* **Directive 1**:
In the review of the Mad Max game, why does Max bother tearing down Scarecrows, killing snipers and taking over camps? Answer in one to three sentences.
* **Directive 2**:
Transcribe the part of the Mad Max game review that opens with the words containing "As previously stated, Max" and closes with "available for purchase.".
* **Directive 3**:
In the Mad Max game review, the sentence that begins "Beginning as a slow, rusted car body" says what the Magnum Opus can grow into. List every feature it names.

* **Extract to read**:
As Max, your main goal is to exact revenge on Scabrous Scrotus, a powerful Warlord who steals your prized vehicle, the Interceptor, and leaves you for dead during a bloody encounter. Your saviour however is a hunchbacked mechanic named Chumbucket who is intent on creating the ultimate vehicle – the Magnum Opus. Even though water and fuel are the greatest assets there are, it also helps if you’ve got a kick-arse car to help you out.
Finding Scrotus takes time and Mad Max prides itself on man’s relationship with his machine. Throughout the wasteland you’ll be stockpiling scrap to customise your Magnum Opus, Max himself as well as fortifications for any potential allies in the game. Destroying enemy vehicles, looting scrapyards and clearing out enemy camps and strongholds all reward you with various sums of scrap. However, players who fail to dabble in side missions and general exploration will face quite a grind in terms of upgrading Max and his vehicle.
The car customisation is deep and you feel the effects of every new tier of abilities. Beginning as a slow, rusted car body with frail suspension, your Magnum Opus can evolve into a V8 beast with spiked rims, a deadly frontal ramming grill and a heavy injection of nitrous. Additional decals and paint jobs are unlocked the more you play, and it is great to see your vehicle of choice change over time.
As previously stated, Max also has his own upgrades. These vary from knuckledusters for increased melee damage, to leather jackets for melee defence, and even include a series of skills that assist in melee combat. Furthermore, Max also has upgradeable weaponry in the form of a shotgun, as well as a sniper rifle, plus a harpoon for the Magnum Opus. Completing various series of in-game challenges increases your ‘Legend’ rank, directly affecting what unlocks are available for purchase.
To exact revenge, Max first needs to eliminate Scrotus’ influence throughout the surrounding regions. By tearing down his intimidating Scarecrows, eliminating his snipers and overtaking camps under his command, his reputation diminishes – leading to the higher tiered upgrades. The Magnum Opus is the driving force behind this and it’s where the game’s strongest area – vehicular combat – comes into play.
Avalanche Studios has made the driving mechanics in Max Mad incredibly satisfying. In search of large sums of scrap, it is highly enjoyable to intercept a convoy and tussle with five other vehicles of different classes fitted with equally destructive weapons as your own. The Harpoon Slam is very useful, whereby players fire their harpoon at an enemy’s rear bumper and use their boost ability to launch themselves into impending carnage – specks of dirt and chunks of debris explode from collisions and it is quite thrilling. Brilliant weather effects, like filtering sunlight behind clouds or a full-scale sandstorm add so much atmosphere to these encounters. Sometimes cars will career into giant boulders or fly off cliffs into oblivion; crossing the Wasteland in exchanges like this rarely get dull.
The sound effects are also commendable. In a land of destruction, the explosions and environmental ambience is top-notch. It’s so good to hear the utter silence of the Wasteland drowned out by the sheer roar of your Magnum Opus. In a game such as this, where music isn’t a frequent occurrence, there’s nowhere to hide. Avalanche Studios has wonderfully integrated tunes where appropriate – during car chases and moments of emotional impact.

* **Source data**:
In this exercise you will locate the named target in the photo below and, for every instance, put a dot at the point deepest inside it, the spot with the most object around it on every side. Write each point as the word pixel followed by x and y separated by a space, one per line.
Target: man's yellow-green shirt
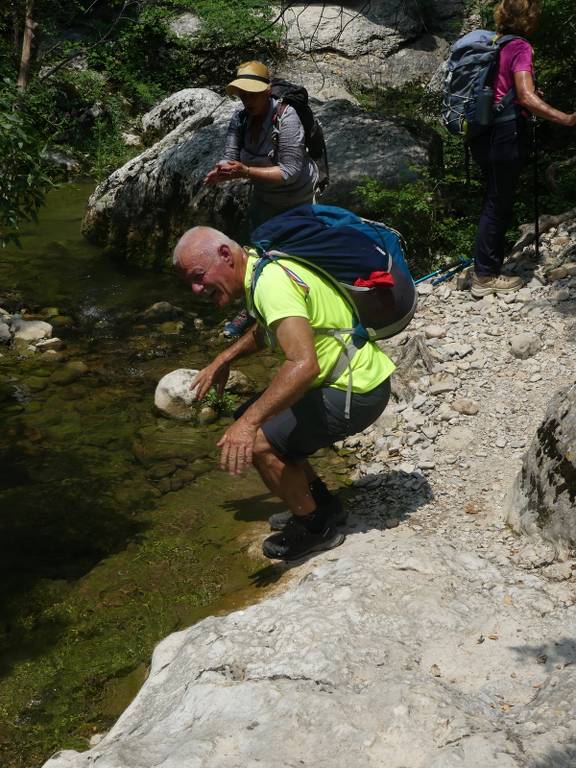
pixel 278 296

* **Worked solution 1**:
These acts weaken Scrotus' influence over the nearby regions and shrink his reputation, which leads to the higher tiered upgrades. Max has to do this first before he can take his revenge on Scrotus.

* **Worked solution 2**:
As previously stated, Max also has his own upgrades. These vary from knuckledusters for increased melee damage, to leather jackets for melee defence, and even include a series of skills that assist in melee combat. Furthermore, Max also has upgradeable weaponry in the form of a shotgun, as well as a sniper rifle, plus a harpoon for the Magnum Opus. Completing various series of in-game challenges increases your ‘Legend’ rank, directly affecting what unlocks are available for purchase.

* **Worked solution 3**:
- a V8 beast
- spiked rims
- a deadly frontal ramming grill
- a heavy injection of nitrous